Uma manhã de domingo, depois das memórias da festa que os rapazes do Filmadrid nos propuseram na noite anterior – este que escreve desfaleceu. Bonita manhã, boa gente, bom ambiente no terraço do 2D na esquina da rua Velarde com a rua de San Andrés em Madrid. Terraços cheios, bons vinhos, conversas com o pessoal do local. Um encontro muito gratificante com uma antiga conhecida e umas quantas cervejas sem problemas de tempo. Espero na minha quietude hedonista a chegada de João Nicolau, cineasta “terrível, por impedimento ético”, parafraseando o já desaparecido Bernard da Costa sobre a figura de João César Monteiro, pai espiritual desta maravilhosa camada de cineastas de Portugal.

E ali nos sentámos, vendo passar a vida... as crianças a jogar à bola, uns músicos a tocar, os casais a beijarem-se, a gente conversando e... uma menina passa em bicicleta diante de nós. João pede uma Coca Cola, eu continuo com as minhas cervejas e umas azeitonas a acompanhar. Enrolo um cigarro, ele fuma outro e esperamos ver passar as nuvens. Começa a conversa, mais do que uma entrevista, fazendo-lhe uma reflexão.

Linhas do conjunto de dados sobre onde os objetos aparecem

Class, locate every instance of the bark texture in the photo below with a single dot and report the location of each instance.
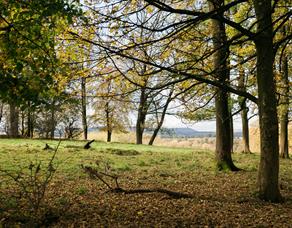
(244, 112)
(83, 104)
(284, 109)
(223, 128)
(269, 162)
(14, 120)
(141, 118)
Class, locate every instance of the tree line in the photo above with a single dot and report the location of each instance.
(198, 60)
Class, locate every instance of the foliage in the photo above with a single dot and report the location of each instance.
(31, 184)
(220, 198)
* * *
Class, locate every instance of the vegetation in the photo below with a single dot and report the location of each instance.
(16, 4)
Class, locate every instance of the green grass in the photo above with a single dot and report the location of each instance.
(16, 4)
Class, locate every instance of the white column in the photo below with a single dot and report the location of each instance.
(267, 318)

• PROBLEMA A
Traduza para o inglês a seguinte frase do texto fornecido: "João pede uma Coca Cola, eu continuo com as minhas cervejas e umas azeitonas a acompanhar."
• PROBLEMA B
Selecione, nas entradas, todas as linhas que contêm a palavra "each", levando em conta maiúsculas e minúsculas.

• SOLUÇÃO DO PROBLEMA A
João orders a Coca Cola, I keep going with my beers and some olives on the side.

• SOLUÇÃO DO PROBLEMA B
Class, locate every instance of the bark texture in the photo below with a single dot and report the location of each instance.
Class, locate every instance of the tree line in the photo above with a single dot and report the location of each instance.
Class, locate every instance of the foliage in the photo above with a single dot and report the location of each instance.
Class, locate every instance of the vegetation in the photo below with a single dot and report the location of each instance.
Class, locate every instance of the green grass in the photo above with a single dot and report the location of each instance.
Class, locate every instance of the white column in the photo below with a single dot and report the location of each instance.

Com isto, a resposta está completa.